### RAW RECORDS
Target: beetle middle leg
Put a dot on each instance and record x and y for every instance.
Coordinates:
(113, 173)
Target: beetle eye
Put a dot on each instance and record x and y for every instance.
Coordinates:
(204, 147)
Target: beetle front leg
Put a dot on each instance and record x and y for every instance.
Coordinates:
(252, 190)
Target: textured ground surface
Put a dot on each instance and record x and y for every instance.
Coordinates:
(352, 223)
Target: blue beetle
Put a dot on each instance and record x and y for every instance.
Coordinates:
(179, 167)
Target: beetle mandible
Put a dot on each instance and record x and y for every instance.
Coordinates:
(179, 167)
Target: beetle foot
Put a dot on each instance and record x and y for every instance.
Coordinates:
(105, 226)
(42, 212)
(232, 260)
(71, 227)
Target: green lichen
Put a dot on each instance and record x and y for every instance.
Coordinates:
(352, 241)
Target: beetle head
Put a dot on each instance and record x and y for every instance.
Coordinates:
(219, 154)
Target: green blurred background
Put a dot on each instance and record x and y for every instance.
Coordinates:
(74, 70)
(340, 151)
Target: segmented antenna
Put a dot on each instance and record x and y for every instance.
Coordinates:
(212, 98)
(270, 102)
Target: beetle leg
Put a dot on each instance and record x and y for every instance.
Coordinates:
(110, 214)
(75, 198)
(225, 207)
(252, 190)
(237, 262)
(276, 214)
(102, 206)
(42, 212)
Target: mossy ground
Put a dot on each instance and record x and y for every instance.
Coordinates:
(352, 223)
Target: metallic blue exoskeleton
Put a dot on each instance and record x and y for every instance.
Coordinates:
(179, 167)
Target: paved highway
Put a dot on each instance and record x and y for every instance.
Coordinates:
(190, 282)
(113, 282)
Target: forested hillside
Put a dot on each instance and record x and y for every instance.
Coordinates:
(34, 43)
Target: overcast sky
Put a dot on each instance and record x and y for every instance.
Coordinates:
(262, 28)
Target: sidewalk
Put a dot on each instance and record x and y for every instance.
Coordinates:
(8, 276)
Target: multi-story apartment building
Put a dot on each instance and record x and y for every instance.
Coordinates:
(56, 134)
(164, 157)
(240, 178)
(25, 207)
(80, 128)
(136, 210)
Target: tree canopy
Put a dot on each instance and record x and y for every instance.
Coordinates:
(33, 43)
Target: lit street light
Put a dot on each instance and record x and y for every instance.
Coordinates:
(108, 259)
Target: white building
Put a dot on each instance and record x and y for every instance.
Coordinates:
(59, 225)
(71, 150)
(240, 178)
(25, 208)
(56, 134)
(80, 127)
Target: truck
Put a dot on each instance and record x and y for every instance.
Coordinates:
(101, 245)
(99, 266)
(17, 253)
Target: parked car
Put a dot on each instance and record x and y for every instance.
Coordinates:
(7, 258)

### GIVEN REQUEST
Reproduce the data word for word, from the line with "Target: overcast sky" through the end of the data.

### THE SOLUTION
Target: overcast sky
Put a dot on each instance and record x and y for every instance.
Coordinates:
(262, 28)
Target: sidewalk
Put a dot on each instance and record x and y for every instance.
Coordinates:
(8, 276)
Target: multi-story apartment building
Put a dot on each instance and record x and y for every instance.
Coordinates:
(56, 134)
(164, 157)
(240, 178)
(25, 207)
(80, 128)
(136, 210)
Target: tree canopy
Put a dot on each instance and record x and y for every instance.
Coordinates:
(33, 43)
Target: lit street light
Put a dot on each instance and record x and y for every instance.
Coordinates:
(108, 259)
Target: white building
Put a dot on each instance and record x and y for every instance.
Coordinates:
(59, 225)
(71, 150)
(240, 178)
(25, 208)
(56, 134)
(80, 127)
Target: truck
Put a dot on each instance and record x and y for every instance.
Coordinates:
(101, 245)
(99, 266)
(17, 253)
Target: parked car
Put a dot on each instance and record x and y for every instance.
Coordinates:
(7, 258)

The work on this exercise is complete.